* Start *

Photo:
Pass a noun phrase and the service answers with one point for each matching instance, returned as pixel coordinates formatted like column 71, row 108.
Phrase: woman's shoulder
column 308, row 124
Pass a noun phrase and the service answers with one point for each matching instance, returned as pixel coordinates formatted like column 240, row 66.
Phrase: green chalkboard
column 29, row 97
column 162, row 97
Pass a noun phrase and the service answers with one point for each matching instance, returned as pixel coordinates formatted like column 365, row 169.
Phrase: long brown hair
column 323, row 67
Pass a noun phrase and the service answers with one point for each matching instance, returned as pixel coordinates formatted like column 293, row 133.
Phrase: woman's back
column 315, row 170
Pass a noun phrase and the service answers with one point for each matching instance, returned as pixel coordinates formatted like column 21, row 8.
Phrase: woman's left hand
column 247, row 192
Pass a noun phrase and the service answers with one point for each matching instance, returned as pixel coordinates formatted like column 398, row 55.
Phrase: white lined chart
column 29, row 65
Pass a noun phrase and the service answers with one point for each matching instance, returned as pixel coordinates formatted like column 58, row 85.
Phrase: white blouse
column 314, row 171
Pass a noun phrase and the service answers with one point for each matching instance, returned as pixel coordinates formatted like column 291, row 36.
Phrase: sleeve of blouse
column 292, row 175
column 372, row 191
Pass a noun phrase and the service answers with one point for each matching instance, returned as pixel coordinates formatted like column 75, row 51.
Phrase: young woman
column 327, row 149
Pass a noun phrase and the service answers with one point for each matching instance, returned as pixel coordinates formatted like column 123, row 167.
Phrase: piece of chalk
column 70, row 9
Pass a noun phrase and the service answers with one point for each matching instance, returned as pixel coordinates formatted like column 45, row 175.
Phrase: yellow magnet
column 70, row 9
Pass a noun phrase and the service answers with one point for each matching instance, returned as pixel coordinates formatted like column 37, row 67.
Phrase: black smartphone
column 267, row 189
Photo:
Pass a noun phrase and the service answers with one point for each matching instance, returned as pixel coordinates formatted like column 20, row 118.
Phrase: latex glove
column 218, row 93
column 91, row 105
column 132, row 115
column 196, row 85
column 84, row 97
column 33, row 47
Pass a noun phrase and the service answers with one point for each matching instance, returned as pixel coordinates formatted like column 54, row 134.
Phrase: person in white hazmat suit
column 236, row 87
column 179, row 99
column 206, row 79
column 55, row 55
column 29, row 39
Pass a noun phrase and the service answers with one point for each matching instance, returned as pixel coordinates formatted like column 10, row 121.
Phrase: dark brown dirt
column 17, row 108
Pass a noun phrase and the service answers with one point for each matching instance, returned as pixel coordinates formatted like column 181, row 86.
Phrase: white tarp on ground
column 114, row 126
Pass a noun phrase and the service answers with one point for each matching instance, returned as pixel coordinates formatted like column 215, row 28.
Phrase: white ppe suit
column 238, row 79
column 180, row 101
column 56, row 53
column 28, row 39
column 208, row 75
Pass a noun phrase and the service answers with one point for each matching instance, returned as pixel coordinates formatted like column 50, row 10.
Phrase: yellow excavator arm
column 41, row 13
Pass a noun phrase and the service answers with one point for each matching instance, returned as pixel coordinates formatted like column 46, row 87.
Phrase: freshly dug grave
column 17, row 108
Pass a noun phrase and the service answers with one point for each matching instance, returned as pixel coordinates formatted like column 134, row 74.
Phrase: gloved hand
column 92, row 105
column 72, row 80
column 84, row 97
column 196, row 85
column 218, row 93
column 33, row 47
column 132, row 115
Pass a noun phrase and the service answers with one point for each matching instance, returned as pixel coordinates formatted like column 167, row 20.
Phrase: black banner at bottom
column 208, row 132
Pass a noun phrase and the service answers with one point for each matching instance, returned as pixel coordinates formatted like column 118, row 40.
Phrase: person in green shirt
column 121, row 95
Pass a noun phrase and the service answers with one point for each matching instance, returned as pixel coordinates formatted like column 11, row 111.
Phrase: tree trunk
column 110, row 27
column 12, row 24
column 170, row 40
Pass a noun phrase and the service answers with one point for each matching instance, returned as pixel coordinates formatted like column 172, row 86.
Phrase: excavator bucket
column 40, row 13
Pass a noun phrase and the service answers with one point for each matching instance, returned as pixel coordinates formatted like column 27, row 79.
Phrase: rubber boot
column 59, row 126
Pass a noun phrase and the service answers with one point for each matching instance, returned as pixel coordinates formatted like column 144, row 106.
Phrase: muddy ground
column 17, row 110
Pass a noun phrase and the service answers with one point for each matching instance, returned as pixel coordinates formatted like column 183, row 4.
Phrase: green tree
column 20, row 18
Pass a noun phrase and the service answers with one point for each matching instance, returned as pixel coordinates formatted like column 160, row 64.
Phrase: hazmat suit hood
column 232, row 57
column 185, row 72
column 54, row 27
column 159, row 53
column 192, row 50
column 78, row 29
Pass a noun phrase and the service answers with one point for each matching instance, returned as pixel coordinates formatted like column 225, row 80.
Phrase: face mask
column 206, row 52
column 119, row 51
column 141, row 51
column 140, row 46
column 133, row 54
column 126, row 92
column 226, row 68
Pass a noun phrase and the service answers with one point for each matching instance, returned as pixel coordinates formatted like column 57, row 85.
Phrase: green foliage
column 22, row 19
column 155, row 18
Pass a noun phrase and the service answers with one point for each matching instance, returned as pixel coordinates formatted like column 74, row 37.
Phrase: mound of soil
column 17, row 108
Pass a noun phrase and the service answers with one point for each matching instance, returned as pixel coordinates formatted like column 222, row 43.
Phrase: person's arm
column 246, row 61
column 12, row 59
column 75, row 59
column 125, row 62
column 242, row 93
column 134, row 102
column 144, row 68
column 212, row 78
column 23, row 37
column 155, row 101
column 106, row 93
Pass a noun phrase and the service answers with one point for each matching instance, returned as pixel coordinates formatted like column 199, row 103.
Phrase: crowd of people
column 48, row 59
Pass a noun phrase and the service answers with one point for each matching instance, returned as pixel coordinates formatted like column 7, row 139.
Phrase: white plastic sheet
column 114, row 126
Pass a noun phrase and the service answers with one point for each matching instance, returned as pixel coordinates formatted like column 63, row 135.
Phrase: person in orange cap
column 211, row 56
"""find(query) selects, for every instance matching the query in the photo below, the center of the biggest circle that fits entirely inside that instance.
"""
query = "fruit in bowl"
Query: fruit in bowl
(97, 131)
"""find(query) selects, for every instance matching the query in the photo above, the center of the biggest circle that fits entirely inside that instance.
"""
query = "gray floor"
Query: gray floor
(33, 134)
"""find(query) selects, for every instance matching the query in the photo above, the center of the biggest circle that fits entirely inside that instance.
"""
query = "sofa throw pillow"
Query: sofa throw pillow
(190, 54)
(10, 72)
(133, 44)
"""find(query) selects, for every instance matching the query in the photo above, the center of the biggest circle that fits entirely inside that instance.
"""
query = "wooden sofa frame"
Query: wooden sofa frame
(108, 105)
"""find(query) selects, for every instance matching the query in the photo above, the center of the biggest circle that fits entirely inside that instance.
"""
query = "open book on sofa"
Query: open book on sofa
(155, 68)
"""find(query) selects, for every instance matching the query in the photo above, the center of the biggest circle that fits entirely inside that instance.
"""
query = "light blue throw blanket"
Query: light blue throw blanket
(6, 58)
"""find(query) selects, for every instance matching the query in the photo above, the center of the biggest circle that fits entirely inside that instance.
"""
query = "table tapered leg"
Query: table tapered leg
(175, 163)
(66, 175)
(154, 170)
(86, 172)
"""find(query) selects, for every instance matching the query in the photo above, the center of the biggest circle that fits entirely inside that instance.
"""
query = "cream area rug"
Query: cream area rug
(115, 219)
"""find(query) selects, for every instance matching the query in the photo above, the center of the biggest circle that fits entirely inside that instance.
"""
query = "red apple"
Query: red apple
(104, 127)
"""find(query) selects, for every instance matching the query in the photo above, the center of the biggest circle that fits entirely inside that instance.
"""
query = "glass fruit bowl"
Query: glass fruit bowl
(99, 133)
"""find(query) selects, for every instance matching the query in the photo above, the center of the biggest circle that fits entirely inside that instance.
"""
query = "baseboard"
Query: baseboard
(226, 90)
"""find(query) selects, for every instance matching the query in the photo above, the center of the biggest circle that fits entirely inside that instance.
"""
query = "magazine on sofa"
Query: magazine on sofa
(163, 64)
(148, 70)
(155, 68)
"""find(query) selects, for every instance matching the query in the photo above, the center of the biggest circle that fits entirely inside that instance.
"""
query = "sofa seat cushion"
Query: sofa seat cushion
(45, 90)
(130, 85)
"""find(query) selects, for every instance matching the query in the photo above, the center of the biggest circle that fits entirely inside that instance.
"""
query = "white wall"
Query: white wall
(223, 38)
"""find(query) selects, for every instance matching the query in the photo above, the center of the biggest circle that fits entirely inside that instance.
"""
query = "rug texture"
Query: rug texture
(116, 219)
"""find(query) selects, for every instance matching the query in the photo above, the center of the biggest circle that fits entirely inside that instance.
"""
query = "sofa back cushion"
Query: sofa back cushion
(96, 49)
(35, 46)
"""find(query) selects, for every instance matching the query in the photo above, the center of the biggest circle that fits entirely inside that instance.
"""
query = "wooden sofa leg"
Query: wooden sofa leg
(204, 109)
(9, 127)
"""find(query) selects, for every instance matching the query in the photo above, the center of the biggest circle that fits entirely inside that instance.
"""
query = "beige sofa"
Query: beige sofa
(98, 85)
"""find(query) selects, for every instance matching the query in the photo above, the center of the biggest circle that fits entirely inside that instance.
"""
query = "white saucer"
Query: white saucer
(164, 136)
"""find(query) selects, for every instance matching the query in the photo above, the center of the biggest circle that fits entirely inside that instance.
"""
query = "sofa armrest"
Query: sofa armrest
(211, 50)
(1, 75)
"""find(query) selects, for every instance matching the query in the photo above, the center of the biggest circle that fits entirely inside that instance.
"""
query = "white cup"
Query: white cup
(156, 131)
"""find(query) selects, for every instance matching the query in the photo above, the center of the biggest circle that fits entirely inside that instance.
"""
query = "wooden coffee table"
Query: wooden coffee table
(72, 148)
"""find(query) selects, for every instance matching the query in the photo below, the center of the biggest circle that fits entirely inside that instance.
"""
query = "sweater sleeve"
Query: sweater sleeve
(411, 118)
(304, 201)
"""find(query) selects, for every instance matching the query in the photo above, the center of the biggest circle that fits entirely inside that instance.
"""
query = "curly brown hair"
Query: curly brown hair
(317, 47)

* End *

◆ REQUIREMENTS
Rewrite the records starting at the line that contains "225, row 80." and ending after the line that contains "column 211, row 56", with "mound of soil" replaced by "pile of dirt" and nothing else altered. Give only those lines.

◆ TASK OUTPUT
Pass a noun phrase and the service answers with one point for each matching instance, returned as pixel coordinates formatted like column 225, row 80.
Phrase: face mask
column 206, row 52
column 119, row 51
column 141, row 51
column 140, row 46
column 133, row 54
column 126, row 92
column 226, row 68
Pass a noun phrase and the service answers with one point for each matching instance, returned as pixel coordinates formatted like column 57, row 85.
Phrase: green foliage
column 22, row 19
column 155, row 18
Pass a noun phrase and the service answers with one point for each matching instance, returned as pixel coordinates formatted like column 74, row 37.
Phrase: pile of dirt
column 17, row 108
Pass a noun phrase and the service answers with one point for each matching instance, returned as pixel coordinates formatted like column 222, row 43.
Phrase: person's arm
column 246, row 61
column 12, row 59
column 75, row 59
column 125, row 62
column 242, row 93
column 134, row 102
column 144, row 68
column 212, row 78
column 23, row 37
column 155, row 101
column 106, row 93
Pass a noun phrase and the service answers with one point for each matching instance, returned as pixel coordinates formatted like column 199, row 103.
Phrase: crowd of people
column 48, row 59
Pass a noun phrase and the service answers with one point for each matching instance, returned as pixel coordinates formatted like column 7, row 139.
Phrase: white plastic sheet
column 114, row 126
Pass a noun phrase and the service answers with one point for each matching instance, returned as pixel coordinates formatted like column 63, row 135.
Phrase: person in orange cap
column 211, row 56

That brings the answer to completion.